Exercise objective: Gather every line below where "dirt" appears.

Saved entries:
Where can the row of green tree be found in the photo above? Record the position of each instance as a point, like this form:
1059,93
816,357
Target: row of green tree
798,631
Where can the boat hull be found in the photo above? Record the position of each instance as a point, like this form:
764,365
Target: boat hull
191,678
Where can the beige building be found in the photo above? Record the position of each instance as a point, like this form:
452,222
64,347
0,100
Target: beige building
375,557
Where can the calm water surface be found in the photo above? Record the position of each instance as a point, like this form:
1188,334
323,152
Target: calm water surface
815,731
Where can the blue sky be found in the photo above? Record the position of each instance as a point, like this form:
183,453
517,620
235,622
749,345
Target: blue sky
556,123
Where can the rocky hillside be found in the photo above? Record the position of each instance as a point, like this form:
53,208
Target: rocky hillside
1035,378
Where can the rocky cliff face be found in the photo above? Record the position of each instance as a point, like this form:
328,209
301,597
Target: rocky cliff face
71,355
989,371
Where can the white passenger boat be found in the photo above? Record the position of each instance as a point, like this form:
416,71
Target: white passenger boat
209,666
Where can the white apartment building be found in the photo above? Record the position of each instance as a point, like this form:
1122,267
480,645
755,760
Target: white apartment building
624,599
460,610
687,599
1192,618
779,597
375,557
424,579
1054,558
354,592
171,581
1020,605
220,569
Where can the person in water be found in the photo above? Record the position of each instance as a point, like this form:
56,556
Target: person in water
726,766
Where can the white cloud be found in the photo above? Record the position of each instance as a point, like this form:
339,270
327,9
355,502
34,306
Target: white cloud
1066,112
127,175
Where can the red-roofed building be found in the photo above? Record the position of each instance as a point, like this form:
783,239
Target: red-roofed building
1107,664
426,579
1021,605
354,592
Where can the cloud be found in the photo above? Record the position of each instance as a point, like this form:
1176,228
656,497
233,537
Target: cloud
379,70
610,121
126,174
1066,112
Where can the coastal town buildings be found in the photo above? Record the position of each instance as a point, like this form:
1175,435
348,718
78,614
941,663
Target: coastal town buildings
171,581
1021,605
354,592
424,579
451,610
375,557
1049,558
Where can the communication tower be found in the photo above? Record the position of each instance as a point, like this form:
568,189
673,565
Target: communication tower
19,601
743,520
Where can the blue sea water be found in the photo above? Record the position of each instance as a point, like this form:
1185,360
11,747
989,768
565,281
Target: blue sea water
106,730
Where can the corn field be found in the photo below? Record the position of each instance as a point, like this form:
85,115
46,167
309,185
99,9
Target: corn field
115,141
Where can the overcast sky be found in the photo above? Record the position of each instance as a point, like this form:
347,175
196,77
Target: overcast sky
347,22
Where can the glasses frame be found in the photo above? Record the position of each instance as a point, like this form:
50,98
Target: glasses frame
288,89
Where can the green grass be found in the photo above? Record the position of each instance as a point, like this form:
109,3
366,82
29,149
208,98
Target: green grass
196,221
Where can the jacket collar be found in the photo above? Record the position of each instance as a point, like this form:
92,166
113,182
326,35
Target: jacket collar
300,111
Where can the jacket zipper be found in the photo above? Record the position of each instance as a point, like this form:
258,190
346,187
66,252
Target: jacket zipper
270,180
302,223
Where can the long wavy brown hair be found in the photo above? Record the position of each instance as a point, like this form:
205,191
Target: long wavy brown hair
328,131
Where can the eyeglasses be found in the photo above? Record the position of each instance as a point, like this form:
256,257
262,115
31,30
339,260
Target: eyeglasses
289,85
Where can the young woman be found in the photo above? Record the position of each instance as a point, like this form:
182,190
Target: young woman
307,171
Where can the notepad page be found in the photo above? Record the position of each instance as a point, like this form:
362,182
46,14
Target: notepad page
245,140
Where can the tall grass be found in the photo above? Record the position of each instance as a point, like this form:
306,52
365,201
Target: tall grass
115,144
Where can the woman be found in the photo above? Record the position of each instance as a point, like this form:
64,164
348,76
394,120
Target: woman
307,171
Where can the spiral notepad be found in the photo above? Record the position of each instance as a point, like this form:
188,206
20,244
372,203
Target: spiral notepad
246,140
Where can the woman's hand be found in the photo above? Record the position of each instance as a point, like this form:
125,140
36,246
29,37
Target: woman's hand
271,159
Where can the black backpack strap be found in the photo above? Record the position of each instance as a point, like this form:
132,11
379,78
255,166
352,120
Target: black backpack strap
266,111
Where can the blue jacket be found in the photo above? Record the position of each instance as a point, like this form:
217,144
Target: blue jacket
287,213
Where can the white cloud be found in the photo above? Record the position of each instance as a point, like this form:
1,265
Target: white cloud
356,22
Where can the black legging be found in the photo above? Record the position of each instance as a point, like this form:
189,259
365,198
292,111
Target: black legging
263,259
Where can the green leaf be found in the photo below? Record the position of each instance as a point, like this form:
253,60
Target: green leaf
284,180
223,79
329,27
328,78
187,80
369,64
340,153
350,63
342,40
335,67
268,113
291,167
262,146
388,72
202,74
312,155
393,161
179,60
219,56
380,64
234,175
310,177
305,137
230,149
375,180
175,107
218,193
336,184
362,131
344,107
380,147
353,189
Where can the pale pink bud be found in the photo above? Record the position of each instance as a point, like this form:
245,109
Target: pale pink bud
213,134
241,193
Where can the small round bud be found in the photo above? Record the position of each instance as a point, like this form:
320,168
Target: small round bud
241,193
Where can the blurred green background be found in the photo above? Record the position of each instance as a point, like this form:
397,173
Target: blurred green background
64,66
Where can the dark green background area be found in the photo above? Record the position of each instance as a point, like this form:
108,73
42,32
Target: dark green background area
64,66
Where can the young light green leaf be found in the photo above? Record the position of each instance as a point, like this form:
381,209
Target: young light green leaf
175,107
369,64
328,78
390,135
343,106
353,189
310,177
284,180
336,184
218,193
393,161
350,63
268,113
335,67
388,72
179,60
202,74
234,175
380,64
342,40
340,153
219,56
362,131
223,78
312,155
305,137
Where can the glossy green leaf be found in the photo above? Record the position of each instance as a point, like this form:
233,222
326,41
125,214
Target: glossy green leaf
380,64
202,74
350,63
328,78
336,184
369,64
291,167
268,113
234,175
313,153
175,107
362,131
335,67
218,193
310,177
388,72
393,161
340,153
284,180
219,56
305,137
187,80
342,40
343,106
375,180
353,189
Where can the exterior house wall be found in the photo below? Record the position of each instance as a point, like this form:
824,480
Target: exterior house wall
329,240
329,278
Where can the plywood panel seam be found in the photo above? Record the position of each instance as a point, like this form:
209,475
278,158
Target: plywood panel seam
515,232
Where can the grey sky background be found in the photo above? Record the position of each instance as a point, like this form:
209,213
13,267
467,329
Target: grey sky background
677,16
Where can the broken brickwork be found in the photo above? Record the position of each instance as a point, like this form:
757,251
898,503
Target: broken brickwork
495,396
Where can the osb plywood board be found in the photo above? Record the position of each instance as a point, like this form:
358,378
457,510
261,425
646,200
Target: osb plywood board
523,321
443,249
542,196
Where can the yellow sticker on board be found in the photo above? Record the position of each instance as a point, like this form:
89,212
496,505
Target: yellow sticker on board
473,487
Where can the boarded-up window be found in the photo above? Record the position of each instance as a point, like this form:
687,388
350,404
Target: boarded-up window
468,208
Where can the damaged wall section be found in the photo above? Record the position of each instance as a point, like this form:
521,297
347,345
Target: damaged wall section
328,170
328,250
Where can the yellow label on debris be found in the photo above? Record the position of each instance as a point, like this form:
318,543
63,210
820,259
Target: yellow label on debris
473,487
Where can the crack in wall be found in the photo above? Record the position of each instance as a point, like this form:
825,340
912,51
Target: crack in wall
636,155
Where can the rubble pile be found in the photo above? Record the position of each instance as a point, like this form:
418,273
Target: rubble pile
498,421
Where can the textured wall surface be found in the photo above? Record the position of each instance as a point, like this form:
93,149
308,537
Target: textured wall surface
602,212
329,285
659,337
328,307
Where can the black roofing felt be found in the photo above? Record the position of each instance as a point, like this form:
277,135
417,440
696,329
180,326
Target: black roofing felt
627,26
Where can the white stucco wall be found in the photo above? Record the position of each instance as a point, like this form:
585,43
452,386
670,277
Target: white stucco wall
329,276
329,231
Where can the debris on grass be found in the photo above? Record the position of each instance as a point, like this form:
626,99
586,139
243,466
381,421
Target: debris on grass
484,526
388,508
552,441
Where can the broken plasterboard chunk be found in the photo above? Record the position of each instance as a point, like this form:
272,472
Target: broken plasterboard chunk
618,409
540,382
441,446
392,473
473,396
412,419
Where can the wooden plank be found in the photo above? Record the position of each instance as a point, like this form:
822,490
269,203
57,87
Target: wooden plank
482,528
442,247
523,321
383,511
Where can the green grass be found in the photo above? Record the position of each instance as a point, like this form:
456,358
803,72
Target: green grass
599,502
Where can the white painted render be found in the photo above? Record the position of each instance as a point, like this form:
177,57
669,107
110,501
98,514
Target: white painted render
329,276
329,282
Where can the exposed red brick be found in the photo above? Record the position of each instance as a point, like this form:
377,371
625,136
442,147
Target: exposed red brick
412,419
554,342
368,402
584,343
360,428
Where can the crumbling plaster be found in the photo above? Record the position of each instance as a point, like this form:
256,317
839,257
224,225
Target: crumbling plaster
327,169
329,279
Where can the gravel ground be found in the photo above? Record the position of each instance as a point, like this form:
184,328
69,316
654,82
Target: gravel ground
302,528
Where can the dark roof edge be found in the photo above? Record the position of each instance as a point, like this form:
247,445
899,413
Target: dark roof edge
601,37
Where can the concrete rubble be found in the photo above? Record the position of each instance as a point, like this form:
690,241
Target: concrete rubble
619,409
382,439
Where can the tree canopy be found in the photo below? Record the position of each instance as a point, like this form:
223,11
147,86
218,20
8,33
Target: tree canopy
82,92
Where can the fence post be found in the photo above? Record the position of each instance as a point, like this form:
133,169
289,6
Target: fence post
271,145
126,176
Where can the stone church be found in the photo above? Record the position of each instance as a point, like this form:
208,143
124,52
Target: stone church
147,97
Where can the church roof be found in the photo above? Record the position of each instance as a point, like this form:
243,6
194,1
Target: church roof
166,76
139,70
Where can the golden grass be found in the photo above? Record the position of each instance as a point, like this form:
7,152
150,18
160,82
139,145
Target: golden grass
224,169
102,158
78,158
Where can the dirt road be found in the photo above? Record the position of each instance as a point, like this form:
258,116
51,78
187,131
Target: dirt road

Solution for this problem:
Where can the dirt road be found in the photo above? Record the position of each instance as a point, like this form:
Target: dirt road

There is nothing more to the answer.